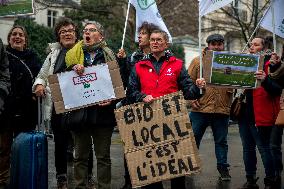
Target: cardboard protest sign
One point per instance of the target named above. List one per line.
(70, 91)
(231, 69)
(11, 8)
(158, 140)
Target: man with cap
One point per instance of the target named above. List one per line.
(212, 109)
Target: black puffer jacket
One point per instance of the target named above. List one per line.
(4, 76)
(21, 108)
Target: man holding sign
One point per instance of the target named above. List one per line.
(212, 109)
(100, 120)
(158, 74)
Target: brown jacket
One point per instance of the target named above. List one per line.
(215, 99)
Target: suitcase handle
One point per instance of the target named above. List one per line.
(39, 115)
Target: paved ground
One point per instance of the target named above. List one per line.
(207, 179)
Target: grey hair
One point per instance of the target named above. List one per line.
(97, 24)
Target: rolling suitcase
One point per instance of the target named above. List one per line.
(29, 168)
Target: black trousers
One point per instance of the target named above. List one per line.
(62, 140)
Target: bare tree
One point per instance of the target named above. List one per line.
(239, 18)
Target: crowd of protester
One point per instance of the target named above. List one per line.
(23, 78)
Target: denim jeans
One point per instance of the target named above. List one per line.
(101, 135)
(219, 125)
(251, 137)
(62, 139)
(275, 144)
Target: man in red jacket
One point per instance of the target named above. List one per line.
(158, 74)
(257, 121)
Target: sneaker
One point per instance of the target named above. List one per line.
(91, 183)
(61, 182)
(224, 174)
(270, 183)
(250, 184)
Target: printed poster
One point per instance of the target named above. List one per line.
(94, 85)
(235, 70)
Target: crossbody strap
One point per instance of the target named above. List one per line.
(30, 72)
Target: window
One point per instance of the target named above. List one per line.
(51, 18)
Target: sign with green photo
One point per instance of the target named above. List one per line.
(234, 70)
(10, 8)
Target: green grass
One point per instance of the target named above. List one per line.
(236, 78)
(22, 7)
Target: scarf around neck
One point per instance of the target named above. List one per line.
(76, 54)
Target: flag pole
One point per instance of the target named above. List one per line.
(257, 26)
(273, 25)
(125, 25)
(200, 50)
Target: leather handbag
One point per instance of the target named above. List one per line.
(235, 111)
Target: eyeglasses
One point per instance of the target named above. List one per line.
(158, 40)
(91, 30)
(64, 32)
(18, 33)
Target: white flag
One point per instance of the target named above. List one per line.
(147, 11)
(266, 23)
(207, 6)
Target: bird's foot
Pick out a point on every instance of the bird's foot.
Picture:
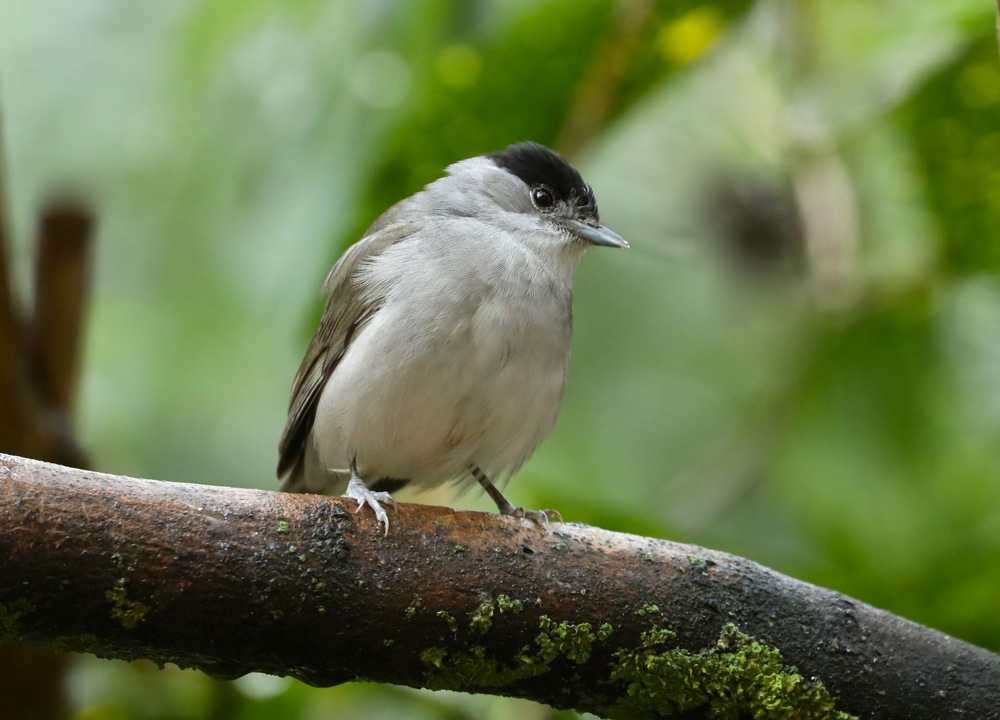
(542, 517)
(357, 490)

-----

__WHAT YOU HAVE TO DO__.
You are asked to reproduce each line above exactly, but to exclude the pictures.

__TASK RESPONSE__.
Target: cardboard protest sign
One point per instance of the target named above. List one per line.
(70, 91)
(231, 69)
(11, 8)
(158, 140)
Target: man with cap
One point per instance of the target named above. List one per line.
(212, 109)
Target: black puffer jacket
One point per instance of the target named above. List one per line.
(4, 76)
(21, 108)
Target: man holding sign
One point per instance of the target named above. List one per line.
(212, 109)
(100, 120)
(158, 74)
Target: brown jacket
One point per instance of the target named above. List one per line.
(215, 99)
Target: suitcase handle
One point per instance of the target named above. List one per line.
(39, 115)
Target: paved ground
One point per instance of the target named above. List one per line.
(207, 179)
Target: grey hair
One point per instance of the target named above. List one per line.
(97, 24)
Target: rolling suitcase
One point per instance of the target named above. List one per line.
(29, 168)
Target: black trousers
One point per instance of the target named above. List one per line.
(62, 140)
Target: bare tree
One point per instance of the target named above. List one per line.
(239, 18)
Target: crowd of protester
One point per instance of the target named above. List one per line.
(23, 78)
Target: denim jeans
One point per instance of the target named above. List one per line.
(101, 135)
(219, 125)
(251, 137)
(62, 139)
(275, 144)
Target: man in red jacket
One point per instance of the target named above. List one per line.
(158, 74)
(257, 121)
Target: sneaker
One point per instance of the target named above. List one per line.
(91, 183)
(61, 182)
(224, 174)
(270, 183)
(250, 184)
Target: printed poster
One point per instance of the target named above. List one per line.
(94, 85)
(235, 70)
Target: crossbody strap
One point per instance of the target named above. List one per line.
(30, 72)
Target: window
One point per instance of the target named above. List one per line.
(51, 18)
Target: sign with green photo
One point per instance of the target named above. List one per line.
(234, 70)
(10, 8)
Target: green grass
One point per instance of the target named above. List one per line.
(236, 78)
(22, 7)
Target: scarf around neck
One point per instance of the target named above. List one per line.
(76, 54)
Target: flag pole
One point per instance of the target named above. List one per line.
(257, 26)
(273, 25)
(125, 25)
(200, 50)
Target: leather handbag
One point per instance of the target named above. List one per line.
(235, 111)
Target: eyeglasses
One point per instance of the target named above. List one per line.
(158, 40)
(91, 30)
(64, 32)
(18, 33)
Target: white flag
One point per instance of the target named above. List one per line.
(147, 11)
(266, 23)
(207, 6)
Target: bird's foot
Pick out a point on every instance of the bird's foot.
Picture:
(542, 517)
(357, 490)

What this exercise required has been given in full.